Supplied passage:
● ● ● ● ● ● ●
Friday, February 5, 1999



Medical system in
poor health, expert says

By Helen Altonn
Star-Bulletin

Tapa

America's medical system has had a chance to give people better health and it hasn't delivered, says an advocate of alternative and complementary medicine.

Except in acute circumstances, says Dr. Samuel D. Benjamin, "We've done a pretty lousy job: "No controlling pain. No access for poor people. No patient satisfaction. No real achievements in terms of longevity or quality of life.

"We've been racist and sexist and ... medicine has attempted to divorce itself from the human spirit, and I think that is unacceptable."

Benjamin, director of the Center for Complementary and Alternative Medicine at the University of New York's Stonybrook School, will be among key speakers at "Healthier Communities Best Practices Forum" at the Hilton Hawaiian Village Wednesday through Friday.

Cultural healing practices used in Hawaii will be discussed and delegates will visit the Five Mountain Medical Community on the Big Island, which incorporates complementary medicine.

Vivian Ho, conference co-moderator and Queen's International Corp. president, said Hawaii is "unparalleled in terms of our cultural diversity and healthy living. We think much of that diversity is being actively integrated into our health care practices."

In a telephone interview, Benjamin applauded Hawaii: "You have shown an example to the rest of the United States and sensitivity that the rest of the health institutions need to have in recognizing traditions of populations they serve."

Nationally, however, he predicted "an extraordinary disaster looming" for the United States unless health-care management changes.

Among signs: 28 percent of New York City's people aren't insured and 75 percent of those are working, he said.

U.S. health-care costs are estimated to double by the year 2007 -- reaching $2.1 trillion, he said, adding that "scares the hell out of me."

Some people believe by the year 2015, when baby boomers reach Medicare age, health care potentially could absorb one-third of the gross national product, Benjamin said. "If that happened unchecked, it would destabilize the U.S. economy."

Health-care management up to now primarily has involved limiting accessibility when it should emphasize prevention, he said.
● ● ● ● ● ● ●
Required actions:
a. Put this sentence from the article on America's medical system into Spanish: "Health-care management up to now primarily has involved limiting accessibility when it should emphasize prevention, he said."
b. According to the article on America's medical system, by what year are U.S. health-care costs expected to double?

Input data:
● ● ● ● ● ● ●
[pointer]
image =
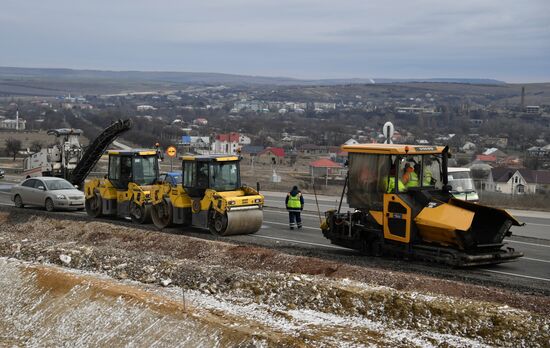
● ● ● ● ● ● ●
Solution set:
a. Hasta ahora, la gestión de la atención médica ha consistido principalmente en limitar el acceso, cuando debería poner el énfasis en la prevención, dijo.

b. By the year 2007.